Extracted information below:
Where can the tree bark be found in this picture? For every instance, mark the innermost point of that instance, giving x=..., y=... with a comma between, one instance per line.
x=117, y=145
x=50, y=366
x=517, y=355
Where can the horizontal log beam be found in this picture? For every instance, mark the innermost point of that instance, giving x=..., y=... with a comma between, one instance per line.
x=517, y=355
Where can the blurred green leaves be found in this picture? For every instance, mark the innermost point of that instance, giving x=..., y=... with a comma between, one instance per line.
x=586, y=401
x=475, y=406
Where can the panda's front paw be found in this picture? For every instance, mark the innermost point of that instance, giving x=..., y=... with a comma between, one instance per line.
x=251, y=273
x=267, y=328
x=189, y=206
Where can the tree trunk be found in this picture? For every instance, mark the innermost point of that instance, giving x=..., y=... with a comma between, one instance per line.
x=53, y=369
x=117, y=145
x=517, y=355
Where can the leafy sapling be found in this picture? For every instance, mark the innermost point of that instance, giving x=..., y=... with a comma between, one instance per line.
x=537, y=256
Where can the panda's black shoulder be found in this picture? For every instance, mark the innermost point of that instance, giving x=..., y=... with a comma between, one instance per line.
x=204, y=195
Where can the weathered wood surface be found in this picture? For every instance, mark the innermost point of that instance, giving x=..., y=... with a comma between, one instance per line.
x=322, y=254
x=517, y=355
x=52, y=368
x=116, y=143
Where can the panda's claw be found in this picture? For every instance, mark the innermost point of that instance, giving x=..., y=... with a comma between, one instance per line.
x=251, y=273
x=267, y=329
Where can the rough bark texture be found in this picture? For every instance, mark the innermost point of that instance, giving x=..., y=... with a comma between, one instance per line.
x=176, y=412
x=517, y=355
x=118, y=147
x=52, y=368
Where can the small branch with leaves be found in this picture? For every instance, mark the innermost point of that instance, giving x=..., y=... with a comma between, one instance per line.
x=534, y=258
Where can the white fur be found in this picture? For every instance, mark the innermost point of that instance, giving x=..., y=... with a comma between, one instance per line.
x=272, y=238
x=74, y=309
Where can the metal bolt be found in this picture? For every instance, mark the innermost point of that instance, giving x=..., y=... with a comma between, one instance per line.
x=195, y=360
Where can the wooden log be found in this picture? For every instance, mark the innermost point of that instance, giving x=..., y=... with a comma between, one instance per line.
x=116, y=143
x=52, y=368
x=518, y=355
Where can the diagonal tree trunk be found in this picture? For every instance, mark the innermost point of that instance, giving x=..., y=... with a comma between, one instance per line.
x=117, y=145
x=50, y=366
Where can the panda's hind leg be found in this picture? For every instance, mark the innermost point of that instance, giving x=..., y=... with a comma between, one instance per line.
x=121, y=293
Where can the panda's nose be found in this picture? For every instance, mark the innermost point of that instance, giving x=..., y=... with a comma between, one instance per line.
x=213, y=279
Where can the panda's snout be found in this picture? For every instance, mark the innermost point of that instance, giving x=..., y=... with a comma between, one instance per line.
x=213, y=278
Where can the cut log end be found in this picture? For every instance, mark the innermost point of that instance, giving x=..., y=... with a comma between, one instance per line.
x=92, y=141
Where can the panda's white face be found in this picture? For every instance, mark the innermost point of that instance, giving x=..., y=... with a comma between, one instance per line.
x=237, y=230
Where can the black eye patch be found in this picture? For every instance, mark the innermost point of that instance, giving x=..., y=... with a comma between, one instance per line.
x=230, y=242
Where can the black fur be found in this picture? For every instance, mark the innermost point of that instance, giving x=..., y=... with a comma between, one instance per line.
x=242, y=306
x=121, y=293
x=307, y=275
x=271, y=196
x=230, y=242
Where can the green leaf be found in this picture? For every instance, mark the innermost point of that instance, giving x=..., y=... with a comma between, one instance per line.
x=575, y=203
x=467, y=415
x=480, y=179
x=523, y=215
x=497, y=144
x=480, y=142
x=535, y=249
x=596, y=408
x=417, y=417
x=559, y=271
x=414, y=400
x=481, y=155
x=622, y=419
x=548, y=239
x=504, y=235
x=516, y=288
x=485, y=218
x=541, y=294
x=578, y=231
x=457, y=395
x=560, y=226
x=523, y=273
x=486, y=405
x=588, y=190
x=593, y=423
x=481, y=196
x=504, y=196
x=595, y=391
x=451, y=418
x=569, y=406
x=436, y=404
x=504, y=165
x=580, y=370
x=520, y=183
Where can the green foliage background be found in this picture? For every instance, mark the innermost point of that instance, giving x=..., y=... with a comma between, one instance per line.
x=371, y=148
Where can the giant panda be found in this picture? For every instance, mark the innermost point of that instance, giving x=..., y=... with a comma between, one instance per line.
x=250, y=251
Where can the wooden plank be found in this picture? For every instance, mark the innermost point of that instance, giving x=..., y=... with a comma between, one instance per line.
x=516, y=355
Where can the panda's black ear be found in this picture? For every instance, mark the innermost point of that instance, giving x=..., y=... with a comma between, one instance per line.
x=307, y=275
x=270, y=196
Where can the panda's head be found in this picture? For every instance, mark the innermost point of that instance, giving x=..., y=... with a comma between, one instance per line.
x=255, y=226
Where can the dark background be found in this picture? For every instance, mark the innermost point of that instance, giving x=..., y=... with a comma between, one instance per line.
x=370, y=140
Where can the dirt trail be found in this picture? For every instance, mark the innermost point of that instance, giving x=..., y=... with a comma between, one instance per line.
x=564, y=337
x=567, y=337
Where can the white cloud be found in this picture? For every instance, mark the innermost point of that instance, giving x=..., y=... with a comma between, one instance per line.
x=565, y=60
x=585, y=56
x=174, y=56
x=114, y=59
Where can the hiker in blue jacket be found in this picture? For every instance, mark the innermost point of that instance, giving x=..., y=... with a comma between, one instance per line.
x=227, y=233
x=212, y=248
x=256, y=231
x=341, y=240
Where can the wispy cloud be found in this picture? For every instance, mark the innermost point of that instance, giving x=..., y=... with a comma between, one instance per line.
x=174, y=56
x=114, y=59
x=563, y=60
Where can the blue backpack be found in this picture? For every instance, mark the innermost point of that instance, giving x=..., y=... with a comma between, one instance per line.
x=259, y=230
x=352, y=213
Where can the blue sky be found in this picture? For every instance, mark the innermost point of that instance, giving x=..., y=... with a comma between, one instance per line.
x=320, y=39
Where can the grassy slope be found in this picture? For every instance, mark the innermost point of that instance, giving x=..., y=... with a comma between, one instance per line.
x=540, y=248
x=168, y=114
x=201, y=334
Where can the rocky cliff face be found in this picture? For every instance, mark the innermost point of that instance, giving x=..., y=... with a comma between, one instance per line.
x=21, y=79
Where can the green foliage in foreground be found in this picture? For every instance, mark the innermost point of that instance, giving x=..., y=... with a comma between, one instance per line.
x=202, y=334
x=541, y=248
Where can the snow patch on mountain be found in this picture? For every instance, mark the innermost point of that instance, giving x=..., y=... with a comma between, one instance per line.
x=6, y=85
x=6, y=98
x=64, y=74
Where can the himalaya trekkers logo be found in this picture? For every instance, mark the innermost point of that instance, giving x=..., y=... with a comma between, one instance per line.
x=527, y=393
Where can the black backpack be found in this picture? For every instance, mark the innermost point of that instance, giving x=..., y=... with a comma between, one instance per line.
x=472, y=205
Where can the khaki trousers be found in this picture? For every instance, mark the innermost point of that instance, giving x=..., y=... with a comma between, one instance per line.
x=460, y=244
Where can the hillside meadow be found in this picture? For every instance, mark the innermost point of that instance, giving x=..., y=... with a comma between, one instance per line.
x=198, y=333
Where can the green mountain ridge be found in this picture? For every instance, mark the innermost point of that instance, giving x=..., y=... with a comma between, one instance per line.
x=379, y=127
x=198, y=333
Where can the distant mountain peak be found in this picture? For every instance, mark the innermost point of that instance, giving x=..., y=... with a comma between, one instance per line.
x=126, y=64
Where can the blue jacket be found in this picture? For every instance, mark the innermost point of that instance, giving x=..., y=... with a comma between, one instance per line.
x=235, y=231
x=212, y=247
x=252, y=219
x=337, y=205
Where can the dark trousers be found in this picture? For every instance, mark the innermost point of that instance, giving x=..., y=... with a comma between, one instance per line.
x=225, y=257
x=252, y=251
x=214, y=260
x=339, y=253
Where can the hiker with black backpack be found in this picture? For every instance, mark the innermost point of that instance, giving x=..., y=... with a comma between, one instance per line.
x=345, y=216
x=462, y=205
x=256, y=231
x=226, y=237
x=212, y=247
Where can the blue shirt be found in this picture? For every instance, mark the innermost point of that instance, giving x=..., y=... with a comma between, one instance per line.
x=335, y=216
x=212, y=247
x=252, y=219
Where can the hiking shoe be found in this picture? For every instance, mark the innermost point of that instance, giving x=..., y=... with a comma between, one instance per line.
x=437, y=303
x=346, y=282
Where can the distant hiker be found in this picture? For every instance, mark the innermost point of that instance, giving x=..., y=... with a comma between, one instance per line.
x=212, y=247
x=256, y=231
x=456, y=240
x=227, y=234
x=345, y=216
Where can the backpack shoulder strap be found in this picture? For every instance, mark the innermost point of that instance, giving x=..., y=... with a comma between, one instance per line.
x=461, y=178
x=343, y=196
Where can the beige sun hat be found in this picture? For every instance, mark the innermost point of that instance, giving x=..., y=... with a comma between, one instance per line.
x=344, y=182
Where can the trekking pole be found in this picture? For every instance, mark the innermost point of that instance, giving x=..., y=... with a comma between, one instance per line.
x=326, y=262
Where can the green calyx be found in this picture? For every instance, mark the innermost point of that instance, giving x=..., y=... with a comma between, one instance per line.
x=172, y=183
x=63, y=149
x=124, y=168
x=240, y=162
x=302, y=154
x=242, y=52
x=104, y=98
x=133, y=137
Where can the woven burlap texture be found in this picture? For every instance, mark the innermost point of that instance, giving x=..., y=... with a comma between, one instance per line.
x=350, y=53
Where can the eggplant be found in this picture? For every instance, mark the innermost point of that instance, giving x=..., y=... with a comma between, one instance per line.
End of Extracted information.
Problem details: The lines from the one holding "Where can the woven" to the final line of the entries, both included, are what should be output, exactly and alone.

Answer to this problem:
Where can the woven burlap texture be found in this picture? For every instance, mark the innermost point of that instance, giving x=..., y=... with a comma between, one instance per line.
x=350, y=53
Where can the eggplant be found in this picture? For every instance, mark the innermost point of that instance, giving x=..., y=... with a comma between, one instance per line.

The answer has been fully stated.